EXTRACT TO READ:
━━━━━━

Sign of times is treated to last

POSITIVE SIGNS: When signs National Marker Co. was shipping to customers kept getting damaged, the company started looking for a solution. The result was a scratch-resistant laminate that the company realized could also be treated to protect signs from fading and allow graffiti to be easily removed. Black. Above, owner Michael Black moves a sheet of Fatheads to a cutting machine. / PBN PHOTO/ MICHAEL SALERNO
POSITIVE SIGNS: When signs National Marker Co. was shipping to customers kept getting damaged, the company started looking for a solution. The result was a scratch-resistant laminate that the company realized could also be treated to protect signs from fading and allow graffiti to be easily removed. Black. Above, owner Michael Black moves a sheet of Fatheads to a cutting machine. / PBN PHOTO/ MICHAEL SALERNO

Michael J. Black had a problem in 2011 that no president of a sign-manufacturing company wants to have: the signs he was shipping couldn’t make it to customers without being damaged.

━━━━━━

EXTRACTED ENTRIES:
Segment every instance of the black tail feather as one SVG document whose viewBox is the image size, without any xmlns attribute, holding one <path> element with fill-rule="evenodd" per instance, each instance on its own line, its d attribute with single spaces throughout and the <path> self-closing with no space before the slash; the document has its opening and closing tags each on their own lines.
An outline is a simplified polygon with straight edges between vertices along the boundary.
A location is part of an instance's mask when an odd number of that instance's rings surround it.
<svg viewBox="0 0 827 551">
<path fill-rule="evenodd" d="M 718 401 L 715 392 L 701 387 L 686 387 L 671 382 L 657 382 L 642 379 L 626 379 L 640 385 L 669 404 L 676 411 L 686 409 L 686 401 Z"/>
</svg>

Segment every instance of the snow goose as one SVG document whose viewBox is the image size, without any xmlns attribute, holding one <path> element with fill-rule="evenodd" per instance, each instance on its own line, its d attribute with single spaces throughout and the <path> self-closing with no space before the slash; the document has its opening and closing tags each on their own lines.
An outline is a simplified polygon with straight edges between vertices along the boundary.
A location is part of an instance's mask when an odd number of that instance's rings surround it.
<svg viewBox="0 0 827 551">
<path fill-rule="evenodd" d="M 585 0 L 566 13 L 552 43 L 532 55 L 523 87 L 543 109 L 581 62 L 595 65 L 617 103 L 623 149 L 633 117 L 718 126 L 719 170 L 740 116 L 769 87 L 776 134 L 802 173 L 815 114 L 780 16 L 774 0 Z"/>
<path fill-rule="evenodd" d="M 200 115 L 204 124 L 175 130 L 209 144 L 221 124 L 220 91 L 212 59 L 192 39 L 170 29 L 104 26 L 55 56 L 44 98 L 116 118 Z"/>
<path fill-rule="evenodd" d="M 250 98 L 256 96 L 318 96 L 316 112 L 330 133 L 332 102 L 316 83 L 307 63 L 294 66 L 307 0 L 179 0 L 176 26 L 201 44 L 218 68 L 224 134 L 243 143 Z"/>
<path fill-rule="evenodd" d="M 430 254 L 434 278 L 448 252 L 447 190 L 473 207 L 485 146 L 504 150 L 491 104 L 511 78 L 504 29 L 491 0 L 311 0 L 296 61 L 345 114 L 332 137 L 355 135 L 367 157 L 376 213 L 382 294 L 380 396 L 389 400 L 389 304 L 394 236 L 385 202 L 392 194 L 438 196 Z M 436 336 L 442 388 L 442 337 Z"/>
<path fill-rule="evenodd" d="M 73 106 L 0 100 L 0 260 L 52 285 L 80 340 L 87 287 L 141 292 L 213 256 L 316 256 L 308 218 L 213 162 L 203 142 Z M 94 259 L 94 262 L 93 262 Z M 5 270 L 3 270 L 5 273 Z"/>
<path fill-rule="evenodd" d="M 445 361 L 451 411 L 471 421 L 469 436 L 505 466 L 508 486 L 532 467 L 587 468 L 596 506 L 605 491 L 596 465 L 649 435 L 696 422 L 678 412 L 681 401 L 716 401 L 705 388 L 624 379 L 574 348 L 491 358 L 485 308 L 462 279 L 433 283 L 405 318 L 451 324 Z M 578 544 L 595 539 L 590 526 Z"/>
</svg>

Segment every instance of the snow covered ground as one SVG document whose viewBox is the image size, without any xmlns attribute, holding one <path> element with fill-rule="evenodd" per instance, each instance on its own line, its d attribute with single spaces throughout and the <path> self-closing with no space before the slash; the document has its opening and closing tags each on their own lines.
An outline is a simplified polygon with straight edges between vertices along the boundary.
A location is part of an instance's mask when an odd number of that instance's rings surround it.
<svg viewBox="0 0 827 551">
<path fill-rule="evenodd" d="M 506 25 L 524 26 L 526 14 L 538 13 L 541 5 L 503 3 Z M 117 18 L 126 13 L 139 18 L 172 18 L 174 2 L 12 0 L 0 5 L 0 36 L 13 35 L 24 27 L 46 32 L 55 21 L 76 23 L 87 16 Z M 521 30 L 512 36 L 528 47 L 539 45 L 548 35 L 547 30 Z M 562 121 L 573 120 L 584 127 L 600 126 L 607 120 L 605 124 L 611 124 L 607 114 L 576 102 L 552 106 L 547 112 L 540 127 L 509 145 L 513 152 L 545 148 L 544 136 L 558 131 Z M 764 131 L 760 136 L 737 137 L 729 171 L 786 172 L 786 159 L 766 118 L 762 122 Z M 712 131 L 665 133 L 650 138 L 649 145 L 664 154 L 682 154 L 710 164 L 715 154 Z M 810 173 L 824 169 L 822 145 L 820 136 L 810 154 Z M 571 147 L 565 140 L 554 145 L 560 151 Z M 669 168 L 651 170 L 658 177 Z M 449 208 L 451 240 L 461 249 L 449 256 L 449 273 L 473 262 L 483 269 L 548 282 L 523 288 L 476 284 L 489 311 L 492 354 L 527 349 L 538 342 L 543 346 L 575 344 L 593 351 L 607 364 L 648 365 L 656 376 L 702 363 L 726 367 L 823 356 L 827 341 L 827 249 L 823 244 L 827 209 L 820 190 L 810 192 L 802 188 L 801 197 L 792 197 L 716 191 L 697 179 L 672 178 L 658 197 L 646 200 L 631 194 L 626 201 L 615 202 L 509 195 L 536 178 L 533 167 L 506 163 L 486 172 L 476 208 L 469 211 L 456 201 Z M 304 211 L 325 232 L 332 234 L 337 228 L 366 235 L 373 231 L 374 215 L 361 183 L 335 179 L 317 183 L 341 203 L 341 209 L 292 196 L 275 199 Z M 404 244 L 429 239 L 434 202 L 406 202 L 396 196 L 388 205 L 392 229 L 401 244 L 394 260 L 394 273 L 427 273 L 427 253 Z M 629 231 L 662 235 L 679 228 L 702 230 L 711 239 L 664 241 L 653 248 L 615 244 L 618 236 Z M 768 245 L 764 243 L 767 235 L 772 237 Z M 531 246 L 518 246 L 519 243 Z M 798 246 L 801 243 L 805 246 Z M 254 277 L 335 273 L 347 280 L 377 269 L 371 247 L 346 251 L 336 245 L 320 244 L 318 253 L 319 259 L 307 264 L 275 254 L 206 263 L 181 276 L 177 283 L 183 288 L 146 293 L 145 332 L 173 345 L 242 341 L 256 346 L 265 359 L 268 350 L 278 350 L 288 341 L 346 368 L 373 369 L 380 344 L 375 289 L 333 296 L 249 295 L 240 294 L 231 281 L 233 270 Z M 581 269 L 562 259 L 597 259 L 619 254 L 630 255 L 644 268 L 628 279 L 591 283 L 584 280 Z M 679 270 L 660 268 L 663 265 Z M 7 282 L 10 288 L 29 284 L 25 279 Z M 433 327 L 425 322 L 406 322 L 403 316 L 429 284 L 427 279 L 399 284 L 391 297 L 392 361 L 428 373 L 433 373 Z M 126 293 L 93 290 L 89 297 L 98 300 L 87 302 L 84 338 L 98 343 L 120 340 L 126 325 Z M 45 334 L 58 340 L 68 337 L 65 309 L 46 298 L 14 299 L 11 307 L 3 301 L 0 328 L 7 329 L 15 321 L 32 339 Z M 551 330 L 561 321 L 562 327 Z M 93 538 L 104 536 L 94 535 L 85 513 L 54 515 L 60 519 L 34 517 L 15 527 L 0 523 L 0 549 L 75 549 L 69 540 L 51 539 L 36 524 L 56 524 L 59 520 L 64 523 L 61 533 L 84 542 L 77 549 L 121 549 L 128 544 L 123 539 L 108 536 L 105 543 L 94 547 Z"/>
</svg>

━━━━━━

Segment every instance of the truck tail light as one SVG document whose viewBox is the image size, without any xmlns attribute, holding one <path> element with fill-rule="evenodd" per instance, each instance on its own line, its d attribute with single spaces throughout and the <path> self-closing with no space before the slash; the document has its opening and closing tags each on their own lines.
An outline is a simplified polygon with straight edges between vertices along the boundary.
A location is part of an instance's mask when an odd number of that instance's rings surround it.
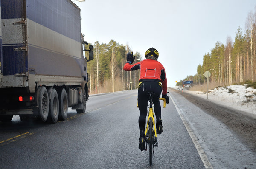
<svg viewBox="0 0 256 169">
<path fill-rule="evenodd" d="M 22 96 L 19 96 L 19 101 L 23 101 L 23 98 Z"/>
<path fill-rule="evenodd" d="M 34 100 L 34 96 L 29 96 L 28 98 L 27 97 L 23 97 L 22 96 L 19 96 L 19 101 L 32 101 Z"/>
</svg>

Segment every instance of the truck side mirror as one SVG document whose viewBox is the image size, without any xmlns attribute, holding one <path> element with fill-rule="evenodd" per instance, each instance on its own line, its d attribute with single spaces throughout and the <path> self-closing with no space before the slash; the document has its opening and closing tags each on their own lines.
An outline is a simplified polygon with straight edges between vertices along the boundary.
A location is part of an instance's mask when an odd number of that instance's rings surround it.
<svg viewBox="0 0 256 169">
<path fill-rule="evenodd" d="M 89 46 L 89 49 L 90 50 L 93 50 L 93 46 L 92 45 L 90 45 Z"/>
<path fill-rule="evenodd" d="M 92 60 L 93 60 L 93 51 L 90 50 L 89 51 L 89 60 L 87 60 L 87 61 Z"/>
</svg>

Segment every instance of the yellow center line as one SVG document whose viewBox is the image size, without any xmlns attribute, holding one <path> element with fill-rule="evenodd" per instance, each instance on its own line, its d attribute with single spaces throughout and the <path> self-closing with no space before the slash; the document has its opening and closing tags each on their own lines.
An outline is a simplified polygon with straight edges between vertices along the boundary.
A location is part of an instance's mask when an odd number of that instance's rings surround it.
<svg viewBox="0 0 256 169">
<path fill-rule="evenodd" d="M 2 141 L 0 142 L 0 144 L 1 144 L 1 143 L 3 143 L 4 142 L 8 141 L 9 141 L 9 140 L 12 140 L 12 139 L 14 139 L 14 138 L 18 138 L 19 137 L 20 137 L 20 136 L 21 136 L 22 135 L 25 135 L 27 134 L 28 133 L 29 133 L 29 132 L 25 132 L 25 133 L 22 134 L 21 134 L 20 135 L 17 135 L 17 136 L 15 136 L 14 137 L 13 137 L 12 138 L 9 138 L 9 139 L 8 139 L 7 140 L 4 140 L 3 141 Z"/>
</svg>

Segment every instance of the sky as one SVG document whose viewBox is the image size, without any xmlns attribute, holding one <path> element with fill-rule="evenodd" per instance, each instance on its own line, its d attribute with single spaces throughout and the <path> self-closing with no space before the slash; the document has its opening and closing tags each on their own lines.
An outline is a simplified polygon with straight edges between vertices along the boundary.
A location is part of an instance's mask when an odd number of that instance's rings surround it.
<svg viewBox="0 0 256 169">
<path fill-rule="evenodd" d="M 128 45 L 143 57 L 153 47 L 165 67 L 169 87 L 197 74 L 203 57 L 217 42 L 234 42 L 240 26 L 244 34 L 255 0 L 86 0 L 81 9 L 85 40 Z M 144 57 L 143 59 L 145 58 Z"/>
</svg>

━━━━━━

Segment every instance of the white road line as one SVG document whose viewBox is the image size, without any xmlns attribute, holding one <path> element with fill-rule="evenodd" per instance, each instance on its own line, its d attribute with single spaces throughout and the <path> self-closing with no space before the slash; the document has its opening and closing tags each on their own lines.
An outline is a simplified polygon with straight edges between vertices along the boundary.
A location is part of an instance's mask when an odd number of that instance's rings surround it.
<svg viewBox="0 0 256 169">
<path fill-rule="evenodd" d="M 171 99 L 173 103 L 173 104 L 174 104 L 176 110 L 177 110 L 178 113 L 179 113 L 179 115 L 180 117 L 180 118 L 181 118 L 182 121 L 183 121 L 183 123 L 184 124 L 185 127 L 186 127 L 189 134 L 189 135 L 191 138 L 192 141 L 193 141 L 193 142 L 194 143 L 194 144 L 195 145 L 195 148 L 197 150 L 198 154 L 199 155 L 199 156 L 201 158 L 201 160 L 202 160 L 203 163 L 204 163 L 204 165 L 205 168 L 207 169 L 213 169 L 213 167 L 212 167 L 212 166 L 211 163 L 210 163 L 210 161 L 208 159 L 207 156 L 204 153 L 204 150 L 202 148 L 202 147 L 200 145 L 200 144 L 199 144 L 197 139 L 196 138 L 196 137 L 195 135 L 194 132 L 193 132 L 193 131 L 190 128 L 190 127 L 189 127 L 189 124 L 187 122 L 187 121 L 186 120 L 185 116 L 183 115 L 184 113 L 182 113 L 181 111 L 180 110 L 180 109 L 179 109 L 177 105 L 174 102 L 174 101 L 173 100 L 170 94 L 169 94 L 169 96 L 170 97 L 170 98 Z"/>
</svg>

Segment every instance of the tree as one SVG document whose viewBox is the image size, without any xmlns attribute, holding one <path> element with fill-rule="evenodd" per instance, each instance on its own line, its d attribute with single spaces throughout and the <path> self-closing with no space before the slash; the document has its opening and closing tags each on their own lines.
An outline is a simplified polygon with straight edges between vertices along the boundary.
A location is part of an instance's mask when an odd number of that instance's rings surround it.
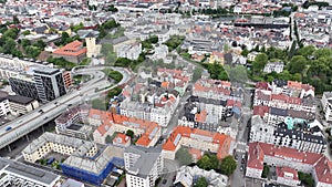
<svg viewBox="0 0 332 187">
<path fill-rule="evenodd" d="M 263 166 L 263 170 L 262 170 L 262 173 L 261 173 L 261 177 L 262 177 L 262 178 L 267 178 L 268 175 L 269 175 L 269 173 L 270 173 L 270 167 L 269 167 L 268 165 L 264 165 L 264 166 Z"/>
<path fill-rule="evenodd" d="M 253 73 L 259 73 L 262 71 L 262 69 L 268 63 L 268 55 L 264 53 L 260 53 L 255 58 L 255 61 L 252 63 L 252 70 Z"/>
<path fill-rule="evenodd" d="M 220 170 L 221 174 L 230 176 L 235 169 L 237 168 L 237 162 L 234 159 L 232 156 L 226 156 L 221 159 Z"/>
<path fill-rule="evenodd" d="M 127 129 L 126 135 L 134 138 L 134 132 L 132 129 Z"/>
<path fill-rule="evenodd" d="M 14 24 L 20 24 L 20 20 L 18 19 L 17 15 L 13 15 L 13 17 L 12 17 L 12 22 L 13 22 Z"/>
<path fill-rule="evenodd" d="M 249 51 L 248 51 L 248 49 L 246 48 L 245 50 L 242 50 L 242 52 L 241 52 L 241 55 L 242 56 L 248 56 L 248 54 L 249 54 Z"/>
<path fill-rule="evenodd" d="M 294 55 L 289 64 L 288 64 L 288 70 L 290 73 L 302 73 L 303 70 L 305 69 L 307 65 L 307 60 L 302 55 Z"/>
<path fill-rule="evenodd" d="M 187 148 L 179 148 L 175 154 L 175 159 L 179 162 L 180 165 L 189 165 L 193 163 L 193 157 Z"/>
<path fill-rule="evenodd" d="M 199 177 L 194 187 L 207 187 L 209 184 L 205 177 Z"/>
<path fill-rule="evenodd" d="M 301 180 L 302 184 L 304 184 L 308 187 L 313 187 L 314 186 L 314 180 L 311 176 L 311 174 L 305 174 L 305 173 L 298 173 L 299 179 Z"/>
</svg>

━━━━━━

DO THIS:
Summarize the article about National Marker Co.'s signs in two sentences. The material has no connection to the article.

FULL SOLUTION:
In 2011, Michael J. Black, head of a sign-manufacturing company, faced a problem: the signs he was shipping could not reach customers without being damaged. Looking for a solution, National Marker Co. developed a scratch-resistant laminate that it realized could also be treated to keep signs from fading and to let graffiti be removed easily.